Assignment: Transcribe the portion of the Hacker News thread below that falls between "- minimax 2.7" and "is in my bio.", inclusive.

Selected excerpt:
Hacker News new | ask | show | jobs
by lukewarm707 37 days ago
would be interesting to see some other labs:

- deepseek v4 pro

- glm 5.1

- kimi k2.6

- qwen 3.6 max

- xiaomi 2.5 pro

- minimax 2.7

- grok

1 comments

I agree!

So far we have been native harnessmaxxing, which simplifies things a lot.

The configuration space around open models is much larger. Eg which models, capability heterogeneity, which harness, networking, data egress / privacy, etc.

If anyone is getting very good production code out of open models, I'd love to do a user interview to better understand your setup. Email is in my bio.

With how much vendor harnesses are now actively steering the agent with their own instructions on top of user prompts, I think it’d be super interesting to see a comparison of one of the already tested models - so Opus 4.7 or GPT-5.5 - across a range of different harnesses that aren’t their native. OpenCode, Pi, Hermes, Kilo Code. The most popular coding-focused harnesses, basically.
Agreed. Harness is really important. Especially since many labs are now post-training agents directly in their native harness.

(Which is why my prior is that third party harnesses would not perform as well. But I haven't actually measured this.)

OpenCode seems to give me better results than codex-cli, i’d be interested in seeing this too!

(Point-per-instance localization data)
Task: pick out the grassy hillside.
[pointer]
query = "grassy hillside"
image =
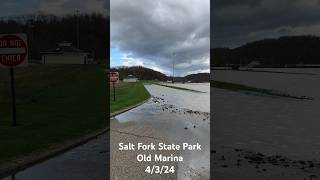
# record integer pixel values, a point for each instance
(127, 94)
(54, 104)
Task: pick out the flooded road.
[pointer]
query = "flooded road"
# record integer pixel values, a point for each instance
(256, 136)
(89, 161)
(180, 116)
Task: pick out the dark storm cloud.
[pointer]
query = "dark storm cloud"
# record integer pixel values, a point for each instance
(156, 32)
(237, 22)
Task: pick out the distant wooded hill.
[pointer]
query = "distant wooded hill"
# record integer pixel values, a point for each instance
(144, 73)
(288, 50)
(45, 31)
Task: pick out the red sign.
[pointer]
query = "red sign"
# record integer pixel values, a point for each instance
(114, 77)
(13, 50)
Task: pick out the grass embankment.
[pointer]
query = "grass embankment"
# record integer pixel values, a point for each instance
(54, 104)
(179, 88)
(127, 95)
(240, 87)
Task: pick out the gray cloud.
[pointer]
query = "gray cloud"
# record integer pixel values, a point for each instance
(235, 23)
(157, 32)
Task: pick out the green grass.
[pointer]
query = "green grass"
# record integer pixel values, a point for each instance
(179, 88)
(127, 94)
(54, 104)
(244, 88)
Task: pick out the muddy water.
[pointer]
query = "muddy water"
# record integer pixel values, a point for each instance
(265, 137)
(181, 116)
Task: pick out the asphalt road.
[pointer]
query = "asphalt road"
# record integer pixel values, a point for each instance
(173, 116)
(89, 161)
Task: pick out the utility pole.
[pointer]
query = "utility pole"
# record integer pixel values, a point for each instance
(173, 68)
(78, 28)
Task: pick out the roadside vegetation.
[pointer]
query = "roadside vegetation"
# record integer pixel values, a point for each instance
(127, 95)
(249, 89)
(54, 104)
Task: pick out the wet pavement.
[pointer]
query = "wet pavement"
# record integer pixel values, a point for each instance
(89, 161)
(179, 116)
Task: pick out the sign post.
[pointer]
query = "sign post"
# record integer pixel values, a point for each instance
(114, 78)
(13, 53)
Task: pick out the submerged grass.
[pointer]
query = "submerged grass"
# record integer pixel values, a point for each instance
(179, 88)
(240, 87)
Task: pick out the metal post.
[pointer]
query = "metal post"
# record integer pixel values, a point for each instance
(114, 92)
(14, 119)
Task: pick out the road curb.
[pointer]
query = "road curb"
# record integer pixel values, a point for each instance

Exercise output:
- minimax 2.7

- grok

1 comments

I agree!

So far we have been native harnessmaxxing, which simplifies things a lot.

The configuration space around open models is much larger. Eg which models, capability heterogeneity, which harness, networking, data egress / privacy, etc.

If anyone is getting very good production code out of open models, I'd love to do a user interview to better understand your setup. Email is in my bio.